• [Work to complete]: Output every line of the records below as a JSON list of strings, one string per line, with blank lines omitted and the pictures left out.

--- START ---

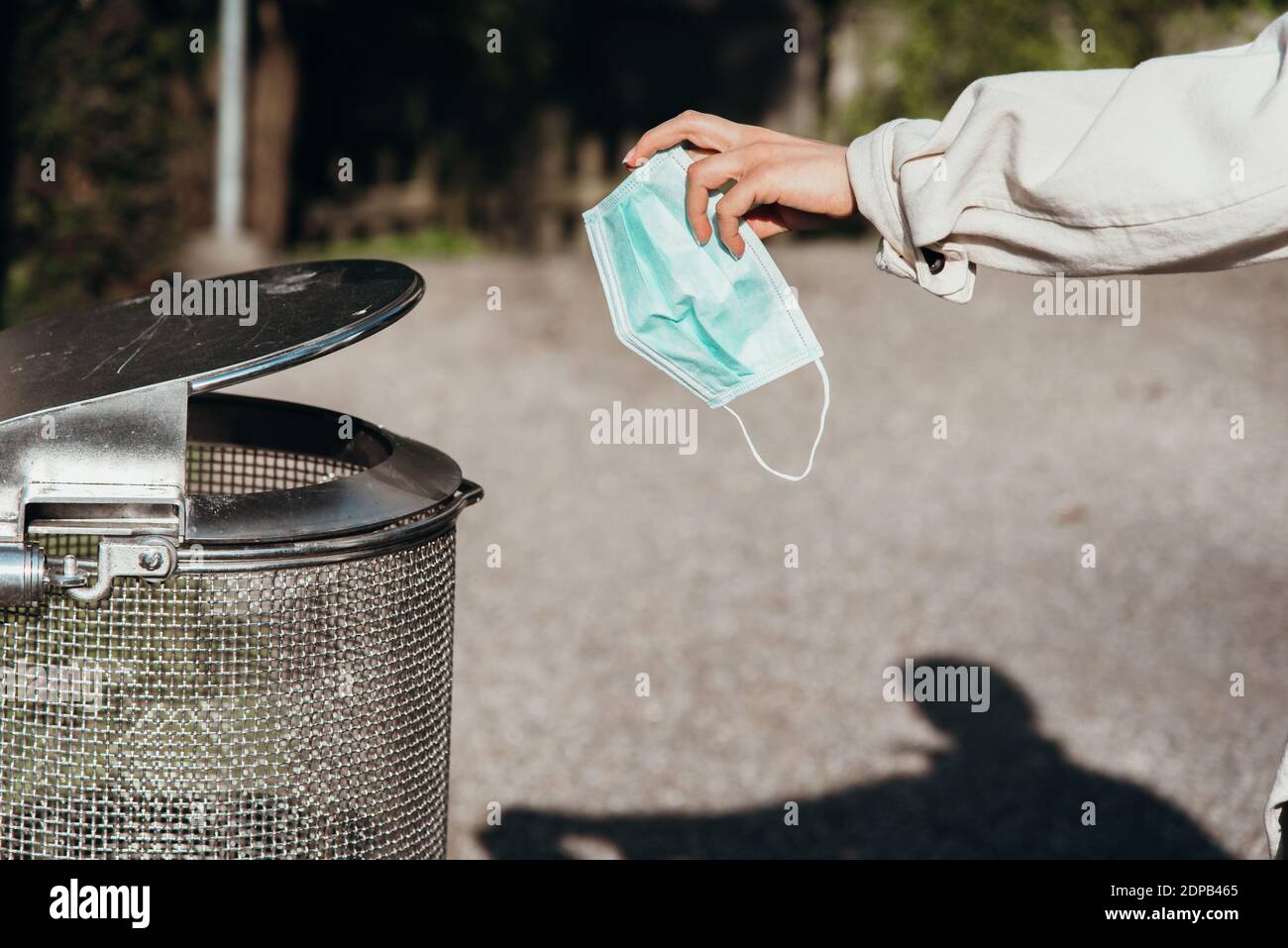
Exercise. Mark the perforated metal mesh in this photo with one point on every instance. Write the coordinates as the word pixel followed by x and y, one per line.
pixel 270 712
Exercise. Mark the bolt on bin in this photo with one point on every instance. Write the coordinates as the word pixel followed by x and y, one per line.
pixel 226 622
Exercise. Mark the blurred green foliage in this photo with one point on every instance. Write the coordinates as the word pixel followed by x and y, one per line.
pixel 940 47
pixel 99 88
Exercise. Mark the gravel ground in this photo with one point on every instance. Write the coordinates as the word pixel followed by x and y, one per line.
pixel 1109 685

--- END ---

• [The solution]:
[
  "Exercise. Mark the perforated metal mesh in this photo with one point on every instance. Write the coordinates as the word pixel followed by x and y, one per line.",
  "pixel 270 712",
  "Exercise. Mark the bolt on bin in this photo with one point on every instance. Write the coordinates as the word pixel followed by x and y, one per line.",
  "pixel 226 622",
  "Exercise. Mark the blurred green foliage in this photo with one point on every instance. Write the coordinates as the word pixel followed by x and y, one per line.",
  "pixel 940 47",
  "pixel 99 88",
  "Exercise. Mark the gravel ground in this photo with one point on every instance. Write the coordinates as the word pixel followed by x and y, one per line.",
  "pixel 1109 685"
]